## [Excerpt]
++++
This will return 1 if there is a cycle in the relationships :

Eg:

assume aparna is the leader

anusha heads departemtn 10

now am issuing an update statement as follows:

update employees
set  managerid=101 where empid=100;

this update will make anusha as the manager of aparna

intirn anusha heads another department which is ten.

This creats a cycle which will be indicated by conect_by_iscycle parameter .

select empid,level,sys_connect_by_path(name,'/') as path,
connect_by_iscycle  cycle
from employees
start with name='aparna'
connect by prior empid=managerid 
where level<=3

 CONNECT_BY_ISLEAF:

 this clause returns 1 if the curent node is the leaf node .


CONNECT_BY_ROOT: 

 The following example returns the last name of each employee in department 110, each manager above that employee in the hierarchy, the number of levels between manager and employee, and the path between the two:


SELECT last_name "Employee", CONNECT_BY_ROOT last_name "Manager",
   LEVEL-1 "Pathlen", SYS_CONNECT_BY_PATH(last_name, '/') "Path"
++++
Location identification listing

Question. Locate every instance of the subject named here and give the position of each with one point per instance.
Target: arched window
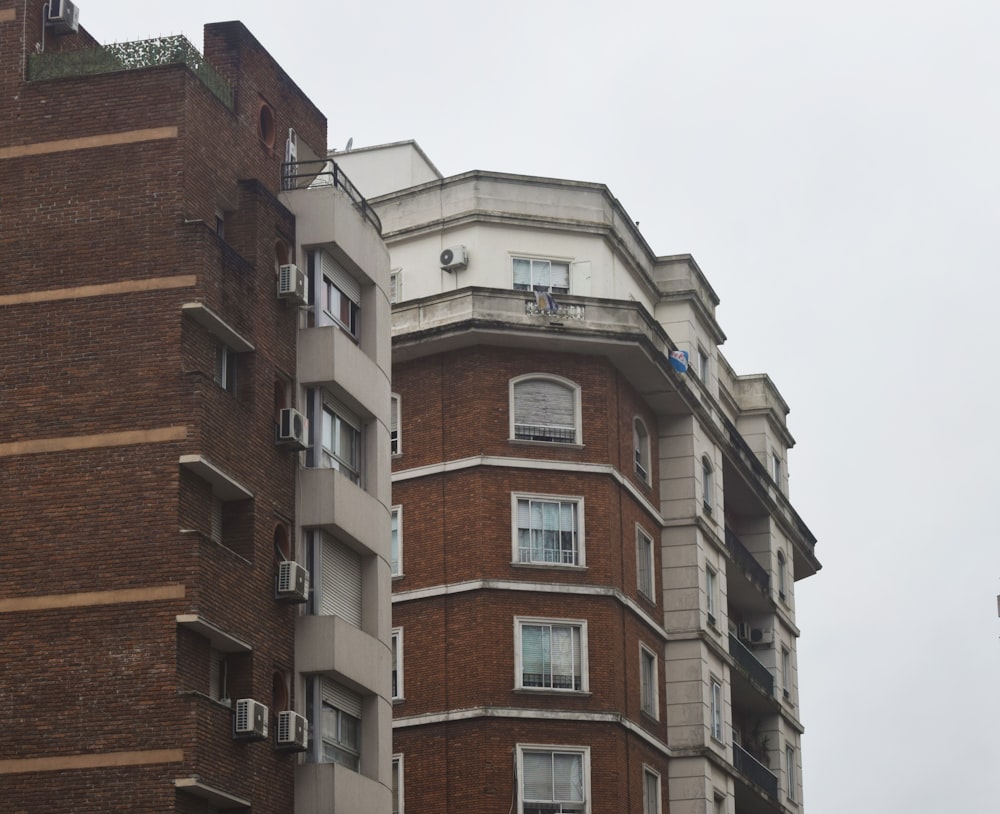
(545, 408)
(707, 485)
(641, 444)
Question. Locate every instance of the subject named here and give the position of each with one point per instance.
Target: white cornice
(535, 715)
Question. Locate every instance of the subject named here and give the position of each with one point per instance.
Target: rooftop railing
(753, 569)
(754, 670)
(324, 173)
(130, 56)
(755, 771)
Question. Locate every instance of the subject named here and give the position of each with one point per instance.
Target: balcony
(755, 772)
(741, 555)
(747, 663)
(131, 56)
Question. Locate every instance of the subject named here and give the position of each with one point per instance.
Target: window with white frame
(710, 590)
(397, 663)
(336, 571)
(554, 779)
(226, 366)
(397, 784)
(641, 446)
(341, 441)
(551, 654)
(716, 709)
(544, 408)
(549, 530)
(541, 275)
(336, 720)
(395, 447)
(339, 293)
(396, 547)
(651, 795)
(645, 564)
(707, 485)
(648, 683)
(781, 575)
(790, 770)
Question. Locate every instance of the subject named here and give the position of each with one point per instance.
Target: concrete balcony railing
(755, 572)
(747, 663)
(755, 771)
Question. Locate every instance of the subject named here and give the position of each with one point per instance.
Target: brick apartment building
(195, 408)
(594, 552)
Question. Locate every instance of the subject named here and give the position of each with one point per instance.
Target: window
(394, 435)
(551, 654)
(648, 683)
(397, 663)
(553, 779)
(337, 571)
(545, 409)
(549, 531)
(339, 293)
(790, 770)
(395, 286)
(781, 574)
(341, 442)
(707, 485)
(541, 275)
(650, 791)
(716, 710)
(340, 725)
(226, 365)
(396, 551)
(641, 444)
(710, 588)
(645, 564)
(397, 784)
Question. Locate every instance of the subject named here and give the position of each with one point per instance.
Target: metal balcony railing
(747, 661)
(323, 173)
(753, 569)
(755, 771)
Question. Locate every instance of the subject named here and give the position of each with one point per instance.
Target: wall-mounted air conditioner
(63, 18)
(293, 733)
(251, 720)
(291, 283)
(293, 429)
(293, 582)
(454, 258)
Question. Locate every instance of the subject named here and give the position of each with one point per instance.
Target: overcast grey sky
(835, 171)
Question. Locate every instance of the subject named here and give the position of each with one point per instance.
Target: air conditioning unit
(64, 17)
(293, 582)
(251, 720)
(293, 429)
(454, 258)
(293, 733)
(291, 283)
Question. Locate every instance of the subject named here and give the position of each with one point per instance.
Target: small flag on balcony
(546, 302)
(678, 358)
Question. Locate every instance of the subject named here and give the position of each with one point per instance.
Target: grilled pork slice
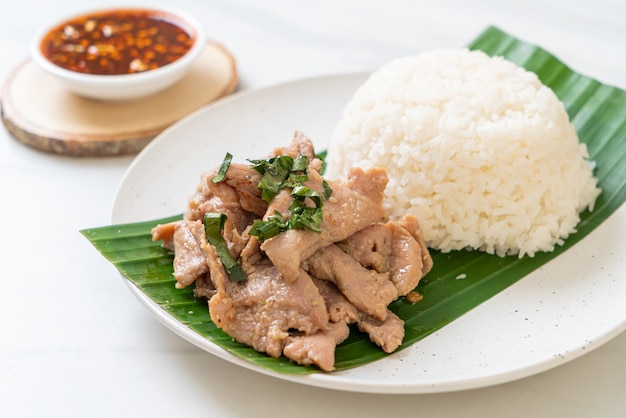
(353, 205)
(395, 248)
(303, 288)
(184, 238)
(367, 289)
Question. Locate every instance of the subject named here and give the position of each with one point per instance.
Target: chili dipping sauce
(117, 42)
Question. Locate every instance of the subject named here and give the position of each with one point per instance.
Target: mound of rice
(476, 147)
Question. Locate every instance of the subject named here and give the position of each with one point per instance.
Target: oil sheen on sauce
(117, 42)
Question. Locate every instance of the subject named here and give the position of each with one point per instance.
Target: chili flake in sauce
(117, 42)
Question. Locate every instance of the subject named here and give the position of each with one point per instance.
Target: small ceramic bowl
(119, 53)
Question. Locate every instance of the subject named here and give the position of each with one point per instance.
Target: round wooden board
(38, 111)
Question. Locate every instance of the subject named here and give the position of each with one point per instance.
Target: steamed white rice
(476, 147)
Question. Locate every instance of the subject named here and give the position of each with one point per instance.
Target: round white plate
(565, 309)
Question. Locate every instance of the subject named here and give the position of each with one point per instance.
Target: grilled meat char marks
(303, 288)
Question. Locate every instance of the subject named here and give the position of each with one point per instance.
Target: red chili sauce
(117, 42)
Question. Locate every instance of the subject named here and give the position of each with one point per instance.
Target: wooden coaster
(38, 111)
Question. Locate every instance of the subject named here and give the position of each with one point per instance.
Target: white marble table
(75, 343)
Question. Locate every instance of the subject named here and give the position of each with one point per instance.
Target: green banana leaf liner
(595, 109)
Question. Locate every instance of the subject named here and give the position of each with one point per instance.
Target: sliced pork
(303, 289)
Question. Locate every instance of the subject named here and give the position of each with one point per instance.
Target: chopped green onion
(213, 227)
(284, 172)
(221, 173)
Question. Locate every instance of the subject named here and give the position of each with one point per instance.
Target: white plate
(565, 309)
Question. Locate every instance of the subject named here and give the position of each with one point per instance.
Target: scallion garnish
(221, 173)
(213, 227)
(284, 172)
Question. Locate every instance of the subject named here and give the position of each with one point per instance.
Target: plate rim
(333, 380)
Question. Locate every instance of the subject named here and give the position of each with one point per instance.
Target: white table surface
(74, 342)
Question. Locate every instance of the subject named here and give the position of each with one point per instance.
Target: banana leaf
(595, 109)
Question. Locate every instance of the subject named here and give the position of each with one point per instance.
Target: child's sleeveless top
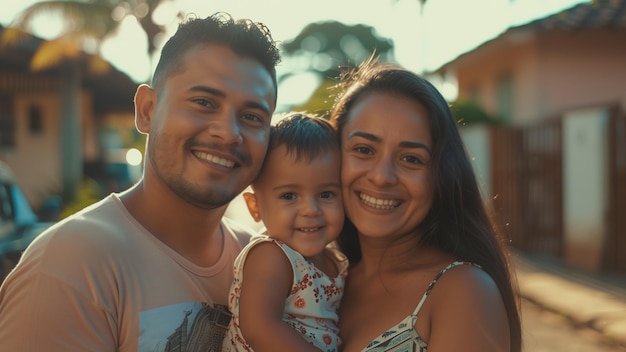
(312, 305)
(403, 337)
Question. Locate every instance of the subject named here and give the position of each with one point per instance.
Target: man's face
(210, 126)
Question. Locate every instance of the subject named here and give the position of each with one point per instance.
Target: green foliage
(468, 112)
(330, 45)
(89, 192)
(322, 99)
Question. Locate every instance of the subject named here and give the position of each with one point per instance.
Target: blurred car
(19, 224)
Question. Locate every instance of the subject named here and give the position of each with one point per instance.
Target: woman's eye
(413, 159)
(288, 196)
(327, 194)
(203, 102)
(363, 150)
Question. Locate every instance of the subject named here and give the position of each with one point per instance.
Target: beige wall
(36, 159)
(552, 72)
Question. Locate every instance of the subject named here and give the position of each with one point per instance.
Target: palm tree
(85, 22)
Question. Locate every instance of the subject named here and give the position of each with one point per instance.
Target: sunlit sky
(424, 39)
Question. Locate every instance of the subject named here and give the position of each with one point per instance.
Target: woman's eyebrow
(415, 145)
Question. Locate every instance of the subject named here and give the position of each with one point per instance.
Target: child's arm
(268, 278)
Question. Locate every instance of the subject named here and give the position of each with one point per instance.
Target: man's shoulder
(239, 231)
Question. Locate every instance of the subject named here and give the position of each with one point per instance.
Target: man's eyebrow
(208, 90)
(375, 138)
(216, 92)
++++
## [Directions]
1. Return everything in the Oracle hierarchical query notes from "select empid,level,sys_connect_by_path(name,'/') as" down to "leaf node .", copied word for word.
2. Supply the next part of the Oracle hierarchical query notes, starting after the last line shown.

## [Task responses]
1.
select empid,level,sys_connect_by_path(name,'/') as path,
connect_by_iscycle  cycle
from employees
start with name='aparna'
connect by prior empid=managerid 
where level<=3

 CONNECT_BY_ISLEAF:

 this clause returns 1 if the curent node is the leaf node .

2.
   FROM employees
   WHERE LEVEL > 1 and department_id = 110
   CONNECT BY PRIOR employee_id = manager_id;



The following example uses a GROUP BY clause to return the total salary of each employee in department 110 and all employees below that employee in the hierarchy:
SELECT name, SUM(salary) "Total_Salary" FROM (
   SELECT CONNECT_BY_ROOT last_name as name, Salary
      FROM employees
      WHERE department_id = 110
      CONNECT BY PRIOR employee_id = manager_id)
      GROUP BY name;



 LEVEL:

        This is pseudo column which will return the level.This also requires the connect by clause  .

Eliminating Nodes and Branches from a Hierarchical Query

We can eliminate nodes by putting a where clause in the form clause and we can eliminate branches by putting a where clause in the connect by clause .

we can spacify any number of conditions in the where clause as well as in the connect by clause of a hierarchial query.

select empid,name, managerid 
from employees 
where emp_id not in (100,101) 
connect by prior empid=managerid 

or if we have to eliminate a full node form processing the following query will be syueful :


select empid,name, managerid 
from employees 
where emp_id not in (100,101)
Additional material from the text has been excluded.